Noch vor kurzem hatten die meisten keinen Zweifel daran, dass die westlichen Demokratien im Großen und Ganzen vernünftige Entscheidungen hervorbringen. Dafür schien die öffentliche Diskussion informiert, gleich und frei genug. Heute hat sich das Bild dramatisch verändert: Ob Brexit, Trumps Mauerbau-Pläne oder das Erstarken nationalistischer Tendenzen – die gegenwärtigen Entwicklungen nagen am Selbstverständnis der aufgeklärten Gesellschaft. Ist das Zeitalter der Vernunft also vorbei?
Im Gespräch mit Deutschlandfunk Kultur diskutieren Eva von Redecker, Arnd Pollmann und Catherine Newmark über das angeschlagene Verhältnis von Vernunft und Demokratie. Alle drei sehen die repräsentative Demokratie in der Krise. Mindestens so groß wie die viel beschworene Politikverdrossenheit des Wahlvolks sei mittlerweile doch die "Volksverdrossenheit der Politik", so der Moralphilosoph und Menschenrechts-Experte Pollmann: Regierende ohne Visionen und Gestaltungwillen hier - wachsende "Wirk-Ohnmacht der Regierten" dort.

****************************************

> [Folgendes bearbeiten]:
a – Übertragen Sie den Satz „Alle drei sehen die repräsentative Demokratie in der Krise.“ aus dem Text zu Vernunft und Demokratie ins Englische.
b – Duplizieren Sie aus dem Text zu Vernunft und Demokratie wortgetreu den Abschnitt von „Noch vor kurzem“ bis einschließlich „Vernunft also vorbei?“.

> [Bereitgestellte Daten]:
****************************************

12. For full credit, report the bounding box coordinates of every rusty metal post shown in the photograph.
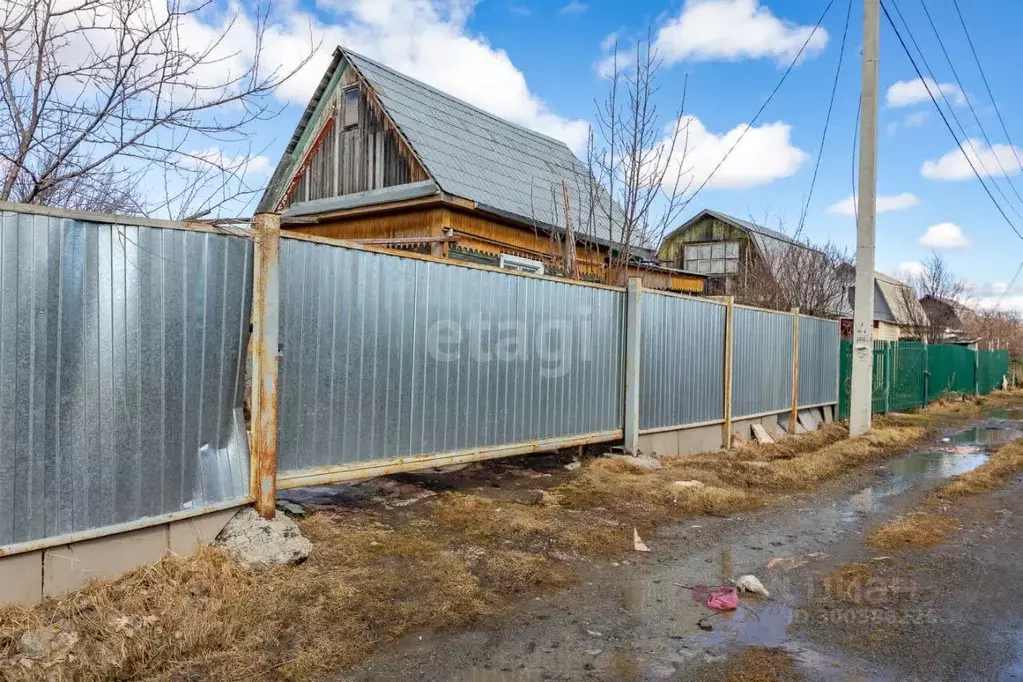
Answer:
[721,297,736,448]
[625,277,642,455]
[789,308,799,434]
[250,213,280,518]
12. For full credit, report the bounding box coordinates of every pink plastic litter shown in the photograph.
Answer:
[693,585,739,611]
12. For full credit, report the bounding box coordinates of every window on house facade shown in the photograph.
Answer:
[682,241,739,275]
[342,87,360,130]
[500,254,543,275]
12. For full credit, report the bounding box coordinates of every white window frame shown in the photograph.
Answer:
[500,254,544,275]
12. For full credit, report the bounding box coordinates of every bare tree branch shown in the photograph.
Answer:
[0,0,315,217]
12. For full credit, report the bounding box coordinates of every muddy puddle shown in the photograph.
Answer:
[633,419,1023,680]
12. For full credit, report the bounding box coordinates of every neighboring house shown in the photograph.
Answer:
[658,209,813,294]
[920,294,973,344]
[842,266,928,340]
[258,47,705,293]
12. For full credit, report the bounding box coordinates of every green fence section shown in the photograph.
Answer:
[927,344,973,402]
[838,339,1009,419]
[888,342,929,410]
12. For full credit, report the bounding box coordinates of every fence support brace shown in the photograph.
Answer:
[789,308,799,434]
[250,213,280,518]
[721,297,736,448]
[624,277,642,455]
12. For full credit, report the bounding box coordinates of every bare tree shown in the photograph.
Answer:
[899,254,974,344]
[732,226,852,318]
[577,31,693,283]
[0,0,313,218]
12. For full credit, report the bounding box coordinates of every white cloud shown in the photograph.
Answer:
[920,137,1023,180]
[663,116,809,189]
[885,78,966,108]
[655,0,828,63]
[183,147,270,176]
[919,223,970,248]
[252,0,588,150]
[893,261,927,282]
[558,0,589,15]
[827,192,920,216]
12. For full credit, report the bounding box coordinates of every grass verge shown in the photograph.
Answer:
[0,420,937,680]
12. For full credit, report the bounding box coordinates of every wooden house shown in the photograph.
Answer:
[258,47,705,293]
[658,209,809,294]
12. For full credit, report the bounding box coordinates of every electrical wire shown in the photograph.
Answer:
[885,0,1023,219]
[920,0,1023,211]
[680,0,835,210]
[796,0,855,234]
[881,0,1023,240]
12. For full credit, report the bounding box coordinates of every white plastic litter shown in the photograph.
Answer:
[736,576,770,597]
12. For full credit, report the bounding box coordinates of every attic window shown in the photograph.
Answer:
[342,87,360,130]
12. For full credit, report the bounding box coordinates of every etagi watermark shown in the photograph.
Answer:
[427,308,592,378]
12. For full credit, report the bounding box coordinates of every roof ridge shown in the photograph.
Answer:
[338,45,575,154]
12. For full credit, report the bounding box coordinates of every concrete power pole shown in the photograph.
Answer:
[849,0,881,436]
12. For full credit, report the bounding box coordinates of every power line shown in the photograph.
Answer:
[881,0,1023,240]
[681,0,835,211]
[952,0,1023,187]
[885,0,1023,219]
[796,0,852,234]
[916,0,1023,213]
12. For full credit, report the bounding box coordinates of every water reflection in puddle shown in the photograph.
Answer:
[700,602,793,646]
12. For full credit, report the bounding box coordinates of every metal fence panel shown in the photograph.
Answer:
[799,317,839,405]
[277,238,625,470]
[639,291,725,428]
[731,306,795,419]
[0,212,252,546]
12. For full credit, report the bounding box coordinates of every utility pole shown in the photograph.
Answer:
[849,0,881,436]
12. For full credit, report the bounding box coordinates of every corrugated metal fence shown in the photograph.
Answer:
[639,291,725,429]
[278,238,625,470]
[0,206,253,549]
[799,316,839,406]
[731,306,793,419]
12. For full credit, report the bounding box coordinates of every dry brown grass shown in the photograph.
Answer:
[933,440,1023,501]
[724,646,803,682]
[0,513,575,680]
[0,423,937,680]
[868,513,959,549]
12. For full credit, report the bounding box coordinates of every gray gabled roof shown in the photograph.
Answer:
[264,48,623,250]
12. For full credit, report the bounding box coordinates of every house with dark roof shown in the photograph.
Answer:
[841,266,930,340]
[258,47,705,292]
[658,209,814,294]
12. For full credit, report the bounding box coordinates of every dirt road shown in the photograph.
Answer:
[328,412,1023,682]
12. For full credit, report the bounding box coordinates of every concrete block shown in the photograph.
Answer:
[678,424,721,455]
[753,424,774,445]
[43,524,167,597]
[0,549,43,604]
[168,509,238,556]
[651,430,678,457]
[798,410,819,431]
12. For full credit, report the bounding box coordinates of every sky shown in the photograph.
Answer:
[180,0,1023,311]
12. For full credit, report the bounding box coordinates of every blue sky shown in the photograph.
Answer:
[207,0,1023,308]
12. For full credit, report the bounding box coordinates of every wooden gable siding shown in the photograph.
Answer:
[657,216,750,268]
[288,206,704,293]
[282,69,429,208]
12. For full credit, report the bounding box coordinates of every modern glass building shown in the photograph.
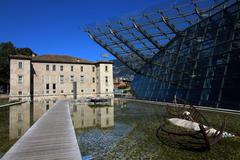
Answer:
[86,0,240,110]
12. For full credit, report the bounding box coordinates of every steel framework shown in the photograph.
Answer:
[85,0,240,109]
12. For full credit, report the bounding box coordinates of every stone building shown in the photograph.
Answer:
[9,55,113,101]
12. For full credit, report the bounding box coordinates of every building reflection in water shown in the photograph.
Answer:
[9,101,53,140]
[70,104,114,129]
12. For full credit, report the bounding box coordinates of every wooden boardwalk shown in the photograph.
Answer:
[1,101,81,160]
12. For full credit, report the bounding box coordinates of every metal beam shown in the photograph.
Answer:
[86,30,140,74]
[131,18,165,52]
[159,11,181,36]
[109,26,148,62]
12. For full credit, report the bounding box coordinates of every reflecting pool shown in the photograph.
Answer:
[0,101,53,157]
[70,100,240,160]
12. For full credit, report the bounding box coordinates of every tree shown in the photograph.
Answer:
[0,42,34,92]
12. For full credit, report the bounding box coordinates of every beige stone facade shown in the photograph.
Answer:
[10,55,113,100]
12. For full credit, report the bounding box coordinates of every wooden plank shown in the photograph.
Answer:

****************************************

> [Ergebnisse]:
a – All three see representative democracy in crisis.

b –
Noch vor kurzem hatten die meisten keinen Zweifel daran, dass die westlichen Demokratien im Großen und Ganzen vernünftige Entscheidungen hervorbringen. Dafür schien die öffentliche Diskussion informiert, gleich und frei genug. Heute hat sich das Bild dramatisch verändert: Ob Brexit, Trumps Mauerbau-Pläne oder das Erstarken nationalistischer Tendenzen – die gegenwärtigen Entwicklungen nagen am Selbstverständnis der aufgeklärten Gesellschaft. Ist das Zeitalter der Vernunft also vorbei?